====== 文書抜粋 ======

今日から変える!どこに行っても孤立する人への解決策と原因

会話する二人 心理学

孤立してしまうととても苦しいですよね。

最初はうまくいっている気がする。でも自分は何をしたわけでもないのに、何も言った記憶もないのに、やがてなぜか孤立してしまう。そんな理不尽さと苦しさを感じる事はありませんか。

ひょっとすると、自分を抑えすぎている事が原因かもしれません。周りと馴染める人はどんな能力があるのかについてエビデンスを元に解説していきます。

脳の我慢する力=自己制御能力をうまく使えるとコミュ力が高くなる

 ガマンする力の事をかたい言葉では「自己制御能力」といいます。この我慢する力は「お菓子が食べたいけど我慢しよう」といったレベルのものから、緊張を抑えながら話すスピーチまで、日常生活様々なところで活用されています。

 コミュニケーション能力にもこの自己制御能力は重要です。以前コミュ力には感情知性が大事だ!という記事を書きましたが、ざっくり記事の内容をまとめるとコミュ力がある人には自制能力共感能力があり、これらが欠けるとコミュ力が低くなるというものです。かんたんに言えばガマンできない人はコミュ障になりやすいということですね。

メリハリをつける力がないのが孤立の原因

 とは言ってもただ言いたいことを我慢していればいいというわけではありません。うまく打ち解けられず、孤立してしまう人はこの点に誤解があります。

 人間関係では良好なコミュニケーションのために言いたいことを飲み込んだりするだけではなく、逆に勇気を出して発言したり決断しなければならない事があります。「これは言ったらマズいな」「ちょっとこわいけど、自分をさらけ出してみよう」といった事を繰り返しながら、徐々に皆と馴染んでいくのです。

 状況を見て言うべきことは言う、しかし飲み込むべきことは飲み込む。そうやってメリハリを効かせながら私たちはコミュニケーションを取り、仲間を増やしていきます。手綱は絞りすぎてもダメですし、緩めっぱなしでも暴走してしまいますから、ちょうどよく手綱を絞るには自己制御が重要です。

 2008年原田らによると、この自己制御能力には以下の二つがあります。この二つが揃っていると「自己制御能力が高い人」と言えるでしょう1)

  1. 自己主張ー例)自分の考えを言う
  2. 自己抑制ー例)自分勝手な発言や行動を抑え他者尊重する

 自分にはこの二つのどちらが苦手なのか?という事を考えてみると孤立せず周りと馴染むための解決策になります。

 たとえば、思い当たる節はないのに孤立してしまうという人の場合は自己主張が不足している事があります。この場合は「自分をさらけ出してみる」というのが重要で、早期決着!マッチングアプリで距離を縮める質問という記事でも自己開示をする事で関係性が深くなっていく事について解説しました。仲良くなるためには、嫌われるのが怖いからといって守り一辺倒ではダメということですね。

 逆に、相手を聞かない・話を遮る言ってはならない事を言うなどに心当たりがあれば自己抑制が不足しているでしょうから、後述する対策を行ってみると良いでしょう。

 車で言えば、アクセルとブレーキ両方とも正常に機能していて、はじめて車をコントロールできるということです。アクセルを踏んでも進まない車や、ブレーキが効かない車でいくらハンドル操作だけを練習しても意味がないし、そんな車じゃ状況を見て運転どころではありません。

======

§ **作業一覧**:
1. 孤立についての記事のうち、「メリハリをつける力がないのが孤立の原因」から「高い人」と言えるでしょう1)」までの部分を一字一句変えずに出力してください。
2. 孤立についての記事で、自己抑制が不足している場合の心当たりとして挙げられている行動をすべて列挙してください。
この後の項目は、孤立についての記事とは切り離された別個の資料です。

====== 記録データ ======

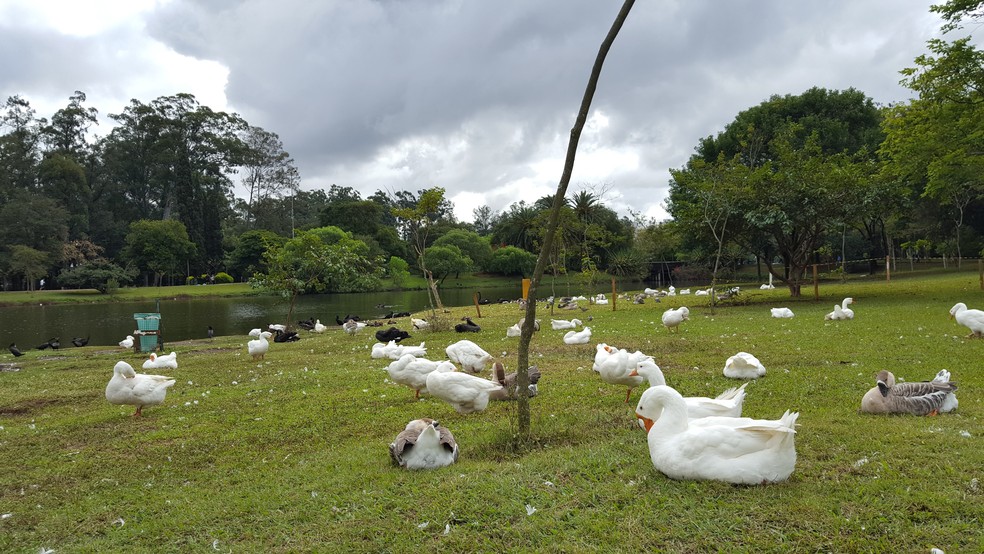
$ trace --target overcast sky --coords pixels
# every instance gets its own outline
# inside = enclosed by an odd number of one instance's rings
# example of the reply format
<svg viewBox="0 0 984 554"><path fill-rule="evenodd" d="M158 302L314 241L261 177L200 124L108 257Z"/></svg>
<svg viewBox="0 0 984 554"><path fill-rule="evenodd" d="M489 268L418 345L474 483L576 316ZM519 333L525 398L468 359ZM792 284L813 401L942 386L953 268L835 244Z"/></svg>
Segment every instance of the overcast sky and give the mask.
<svg viewBox="0 0 984 554"><path fill-rule="evenodd" d="M942 2L942 0L935 0ZM665 219L670 168L738 112L810 87L904 101L934 0L639 0L570 193ZM277 133L304 189L444 187L460 220L552 194L617 0L0 0L0 102L105 116L194 94ZM955 37L947 37L955 38ZM98 134L109 131L104 121Z"/></svg>

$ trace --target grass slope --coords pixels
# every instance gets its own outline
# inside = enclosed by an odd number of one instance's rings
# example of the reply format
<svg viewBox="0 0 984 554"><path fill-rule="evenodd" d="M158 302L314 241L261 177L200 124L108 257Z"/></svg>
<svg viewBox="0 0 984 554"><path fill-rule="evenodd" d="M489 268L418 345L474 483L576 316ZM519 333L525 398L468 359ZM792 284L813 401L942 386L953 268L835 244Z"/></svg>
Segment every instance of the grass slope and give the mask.
<svg viewBox="0 0 984 554"><path fill-rule="evenodd" d="M984 551L984 341L947 319L958 301L984 304L976 275L823 292L814 302L750 291L748 304L713 315L693 296L556 312L592 316L582 346L563 344L539 308L536 444L523 451L511 446L514 404L461 416L427 395L415 402L386 380L386 360L370 359L369 332L304 332L261 362L246 354L245 329L176 344L179 369L167 373L178 383L142 419L103 396L116 361L140 371L132 352L4 354L0 551ZM843 296L855 298L856 318L825 322ZM679 305L690 321L670 334L660 314ZM796 317L771 318L777 306ZM449 317L463 315L474 308ZM482 315L483 331L466 338L505 353L511 370L518 339L505 329L520 309L483 306ZM428 357L442 359L460 338L421 332L407 342L426 341ZM733 386L725 359L755 354L768 374L748 385L745 415L801 413L792 477L761 487L667 479L633 416L641 389L625 404L624 388L591 371L597 342L653 355L687 395ZM942 368L960 384L955 413L857 413L878 370L914 381ZM455 434L459 462L394 468L387 445L423 416Z"/></svg>

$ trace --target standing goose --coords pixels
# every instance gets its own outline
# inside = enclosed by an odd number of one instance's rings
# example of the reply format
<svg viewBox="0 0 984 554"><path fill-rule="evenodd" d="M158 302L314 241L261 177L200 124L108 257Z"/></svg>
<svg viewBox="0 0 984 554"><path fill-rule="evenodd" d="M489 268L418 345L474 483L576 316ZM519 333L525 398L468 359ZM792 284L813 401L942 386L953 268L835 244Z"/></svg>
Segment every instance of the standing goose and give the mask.
<svg viewBox="0 0 984 554"><path fill-rule="evenodd" d="M655 387L666 384L663 371L659 369L652 358L647 358L636 366L630 375L639 375L649 381L649 386ZM741 407L745 403L745 387L748 383L743 383L740 387L731 387L714 398L704 396L685 396L684 402L687 403L687 417L697 419L701 417L741 417Z"/></svg>
<svg viewBox="0 0 984 554"><path fill-rule="evenodd" d="M984 336L984 311L968 310L966 304L958 302L950 308L950 319L956 319L957 323L970 329L967 338Z"/></svg>
<svg viewBox="0 0 984 554"><path fill-rule="evenodd" d="M501 389L499 383L452 371L447 365L427 374L427 392L451 404L459 414L481 412L489 405L489 394Z"/></svg>
<svg viewBox="0 0 984 554"><path fill-rule="evenodd" d="M777 420L689 419L680 393L660 385L642 393L636 417L653 466L671 479L758 485L784 481L796 466L796 412Z"/></svg>
<svg viewBox="0 0 984 554"><path fill-rule="evenodd" d="M164 402L167 389L174 386L174 379L163 375L145 375L133 371L124 362L116 362L113 377L106 385L106 400L110 404L129 404L136 406L133 414L140 417L144 406L157 406Z"/></svg>
<svg viewBox="0 0 984 554"><path fill-rule="evenodd" d="M415 419L390 444L390 458L407 469L436 469L458 460L458 443L433 419Z"/></svg>
<svg viewBox="0 0 984 554"><path fill-rule="evenodd" d="M680 332L680 324L689 319L690 309L686 306L680 306L675 310L670 308L669 310L663 312L663 326L666 327L668 331L673 331L676 329L677 332Z"/></svg>
<svg viewBox="0 0 984 554"><path fill-rule="evenodd" d="M862 413L936 415L957 407L957 384L945 369L932 381L896 384L887 370L879 371L876 379L876 386L861 398Z"/></svg>

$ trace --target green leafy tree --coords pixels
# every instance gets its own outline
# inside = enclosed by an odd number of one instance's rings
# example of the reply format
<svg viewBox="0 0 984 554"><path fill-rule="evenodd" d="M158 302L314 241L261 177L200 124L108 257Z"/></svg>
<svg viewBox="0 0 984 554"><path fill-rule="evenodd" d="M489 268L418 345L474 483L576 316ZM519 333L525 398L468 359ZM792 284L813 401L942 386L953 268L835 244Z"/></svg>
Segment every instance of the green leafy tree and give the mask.
<svg viewBox="0 0 984 554"><path fill-rule="evenodd" d="M165 275L180 273L194 254L195 245L188 239L187 229L173 219L134 221L123 250L125 259L153 274L154 286L160 286Z"/></svg>
<svg viewBox="0 0 984 554"><path fill-rule="evenodd" d="M25 288L34 290L34 283L48 274L48 253L23 244L13 244L8 249L10 273L24 277Z"/></svg>
<svg viewBox="0 0 984 554"><path fill-rule="evenodd" d="M452 273L460 274L472 268L471 258L453 244L435 245L424 250L424 263L437 275L439 285Z"/></svg>
<svg viewBox="0 0 984 554"><path fill-rule="evenodd" d="M246 231L239 235L235 248L226 256L226 268L240 280L249 278L253 273L266 271L263 255L286 240L272 231Z"/></svg>
<svg viewBox="0 0 984 554"><path fill-rule="evenodd" d="M412 195L409 193L397 193L400 205L409 203ZM392 209L393 215L401 221L401 225L406 229L411 239L411 247L417 258L417 267L427 279L428 290L431 300L437 309L443 310L444 304L441 303L441 295L437 291L437 283L434 281L434 274L427 269L424 260L424 251L427 249L428 236L431 228L440 220L443 215L450 212L447 201L444 199L444 189L435 187L421 191L420 198L412 206L399 207Z"/></svg>
<svg viewBox="0 0 984 554"><path fill-rule="evenodd" d="M470 258L473 269L477 271L484 270L492 259L492 247L489 241L474 231L452 229L438 237L432 247L449 245L458 247L462 254Z"/></svg>
<svg viewBox="0 0 984 554"><path fill-rule="evenodd" d="M95 260L63 269L58 274L58 283L75 289L96 289L106 294L113 284L127 284L133 281L136 271L122 268L109 260Z"/></svg>
<svg viewBox="0 0 984 554"><path fill-rule="evenodd" d="M492 252L489 273L528 277L533 274L535 266L536 256L531 252L515 246L503 246Z"/></svg>
<svg viewBox="0 0 984 554"><path fill-rule="evenodd" d="M325 244L317 233L301 231L265 254L266 272L250 285L288 299L287 322L294 321L297 297L317 292L366 292L379 287L378 265L345 241Z"/></svg>

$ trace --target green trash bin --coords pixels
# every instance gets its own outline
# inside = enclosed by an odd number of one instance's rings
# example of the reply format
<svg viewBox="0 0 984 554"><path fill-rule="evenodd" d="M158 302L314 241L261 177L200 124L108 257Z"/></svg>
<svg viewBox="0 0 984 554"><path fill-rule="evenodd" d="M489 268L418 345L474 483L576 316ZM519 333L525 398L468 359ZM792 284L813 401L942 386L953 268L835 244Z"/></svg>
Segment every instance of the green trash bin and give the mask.
<svg viewBox="0 0 984 554"><path fill-rule="evenodd" d="M133 345L137 352L154 352L158 349L161 342L161 314L159 313L137 313L133 314L133 319L137 322L137 331L140 332L139 342Z"/></svg>

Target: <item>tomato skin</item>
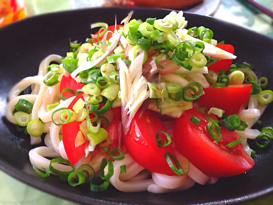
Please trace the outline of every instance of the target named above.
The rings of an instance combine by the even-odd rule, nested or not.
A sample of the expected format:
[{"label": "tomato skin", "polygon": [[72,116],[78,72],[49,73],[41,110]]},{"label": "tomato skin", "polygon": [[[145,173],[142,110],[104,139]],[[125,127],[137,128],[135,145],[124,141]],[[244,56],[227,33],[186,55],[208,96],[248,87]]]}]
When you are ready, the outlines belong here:
[{"label": "tomato skin", "polygon": [[205,95],[196,102],[200,107],[209,109],[213,107],[223,110],[228,115],[237,114],[247,103],[252,88],[251,84],[244,83],[225,88],[204,88]]},{"label": "tomato skin", "polygon": [[[80,98],[84,100],[83,94],[83,93],[81,93],[76,96],[67,109],[73,110],[73,106]],[[81,122],[74,121],[62,126],[63,146],[67,158],[72,166],[73,166],[85,155],[85,144],[77,147],[75,147],[75,139],[78,132],[80,130],[80,125]]]},{"label": "tomato skin", "polygon": [[[234,47],[229,44],[217,44],[215,46],[226,51],[234,54]],[[216,73],[220,70],[224,69],[226,71],[229,70],[232,64],[233,59],[222,59],[208,67],[208,69],[212,70]]]},{"label": "tomato skin", "polygon": [[[119,29],[120,27],[123,27],[123,25],[120,25],[120,24],[117,24],[117,30]],[[115,25],[112,25],[112,26],[109,26],[108,27],[108,30],[111,31],[113,31],[114,32],[114,31],[115,30]],[[97,35],[98,33],[98,31],[95,34]],[[112,36],[113,36],[113,34],[111,33],[108,33],[108,36],[107,36],[107,38],[106,38],[106,40],[109,40],[110,38],[111,38],[111,37],[112,37]],[[99,38],[99,40],[101,41],[102,39],[103,38],[103,36],[100,37]],[[97,43],[98,43],[98,39],[96,38],[95,39],[95,41],[96,41]]]},{"label": "tomato skin", "polygon": [[[169,152],[175,156],[171,145],[160,147],[156,140],[156,133],[165,131],[161,121],[151,110],[146,110],[140,118],[139,115],[139,112],[137,112],[128,133],[122,137],[128,153],[137,163],[152,172],[176,175],[170,168],[164,156],[165,153]],[[163,134],[159,137],[167,139]]]},{"label": "tomato skin", "polygon": [[[60,83],[60,93],[65,88],[69,88],[73,90],[75,92],[75,94],[77,90],[80,89],[85,85],[76,81],[71,77],[69,75],[68,77],[64,75],[63,76],[62,80]],[[63,95],[66,98],[68,98],[71,97],[71,94],[67,92],[64,92]]]},{"label": "tomato skin", "polygon": [[[194,115],[200,119],[197,126],[190,121]],[[173,139],[177,150],[195,166],[210,177],[235,176],[246,171],[254,161],[239,144],[231,148],[226,145],[239,138],[224,127],[220,142],[214,142],[206,130],[207,116],[194,108],[186,110],[175,122]]]}]

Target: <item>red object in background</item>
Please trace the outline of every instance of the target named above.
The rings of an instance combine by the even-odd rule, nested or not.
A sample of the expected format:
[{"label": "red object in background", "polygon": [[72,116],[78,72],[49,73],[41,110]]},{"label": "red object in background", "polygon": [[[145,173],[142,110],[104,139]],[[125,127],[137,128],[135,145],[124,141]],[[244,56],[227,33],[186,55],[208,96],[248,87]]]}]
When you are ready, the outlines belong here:
[{"label": "red object in background", "polygon": [[[193,115],[200,120],[197,126],[190,121]],[[216,119],[212,115],[210,116]],[[252,168],[254,161],[244,150],[241,144],[230,148],[226,145],[239,138],[239,135],[222,128],[222,140],[214,142],[206,129],[207,117],[193,108],[185,111],[176,120],[173,140],[177,150],[209,177],[235,176]]]},{"label": "red object in background", "polygon": [[[232,45],[229,44],[217,44],[215,46],[234,54],[234,47]],[[218,73],[219,71],[222,69],[224,69],[226,71],[230,68],[233,61],[233,59],[222,59],[208,66],[208,68],[210,70],[212,70],[216,73]]]},{"label": "red object in background", "polygon": [[132,0],[137,6],[177,9],[201,2],[202,0]]},{"label": "red object in background", "polygon": [[[170,145],[159,147],[156,140],[157,132],[165,131],[160,120],[150,110],[146,110],[140,118],[139,114],[139,111],[132,121],[128,133],[122,136],[128,153],[137,163],[151,171],[177,176],[165,159],[165,154],[168,152],[175,156],[172,147]],[[159,137],[167,140],[162,133]]]},{"label": "red object in background", "polygon": [[196,101],[201,107],[219,108],[227,115],[237,114],[245,106],[250,96],[252,85],[229,85],[225,88],[204,88],[205,94]]}]

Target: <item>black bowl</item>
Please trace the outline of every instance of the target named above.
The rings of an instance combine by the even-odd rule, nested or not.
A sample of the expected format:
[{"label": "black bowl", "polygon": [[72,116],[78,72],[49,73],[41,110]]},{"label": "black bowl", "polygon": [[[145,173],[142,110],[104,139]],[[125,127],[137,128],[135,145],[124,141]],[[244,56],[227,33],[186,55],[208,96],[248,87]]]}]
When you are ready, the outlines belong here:
[{"label": "black bowl", "polygon": [[[103,193],[91,192],[88,186],[73,188],[57,177],[44,179],[33,170],[28,153],[32,147],[29,137],[21,135],[4,116],[8,93],[15,83],[37,74],[41,61],[52,54],[65,56],[69,39],[84,41],[90,36],[90,23],[113,24],[119,22],[128,9],[102,8],[71,11],[31,18],[0,29],[0,169],[31,186],[78,202],[88,204],[208,204],[232,203],[253,198],[273,190],[273,149],[255,157],[254,167],[244,174],[223,178],[213,185],[196,185],[178,193],[156,194],[148,192],[124,193],[113,187]],[[164,17],[169,10],[136,8],[134,18]],[[236,62],[253,64],[258,76],[272,78],[273,40],[265,36],[210,17],[185,13],[189,28],[204,26],[214,32],[214,38],[224,40],[235,47]],[[92,32],[94,32],[92,31]],[[273,89],[270,80],[269,89]],[[264,125],[272,126],[273,106],[262,118]]]}]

======

§ **解答例**:
1.
メリハリをつける力がないのが孤立の原因

 とは言ってもただ言いたいことを我慢していればいいというわけではありません。うまく打ち解けられず、孤立してしまう人はこの点に誤解があります。

 人間関係では良好なコミュニケーションのために言いたいことを飲み込んだりするだけではなく、逆に勇気を出して発言したり決断しなければならない事があります。「これは言ったらマズいな」「ちょっとこわいけど、自分をさらけ出してみよう」といった事を繰り返しながら、徐々に皆と馴染んでいくのです。

 状況を見て言うべきことは言う、しかし飲み込むべきことは飲み込む。そうやってメリハリを効かせながら私たちはコミュニケーションを取り、仲間を増やしていきます。手綱は絞りすぎてもダメですし、緩めっぱなしでも暴走してしまいますから、ちょうどよく手綱を絞るには自己制御が重要です。

 2008年原田らによると、この自己制御能力には以下の二つがあります。この二つが揃っていると「自己制御能力が高い人」と言えるでしょう1)

2.
- 相手を聞かない
- 話を遮る
- 言ってはならない事を言う